[What to produce]: Can you pull out the lines below and copy every one of them word for word, without changing anything?

[Provided material]:
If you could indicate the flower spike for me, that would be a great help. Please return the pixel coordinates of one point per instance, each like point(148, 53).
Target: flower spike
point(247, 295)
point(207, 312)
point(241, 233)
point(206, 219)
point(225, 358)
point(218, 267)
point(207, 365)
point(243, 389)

[Exercise result]:
If you could indicate the flower spike for me, that would be a great help. Please return the pixel coordinates of one point per instance, each like point(148, 53).
Target: flower spike
point(247, 295)
point(207, 312)
point(241, 233)
point(206, 219)
point(225, 358)
point(218, 267)
point(207, 365)
point(243, 389)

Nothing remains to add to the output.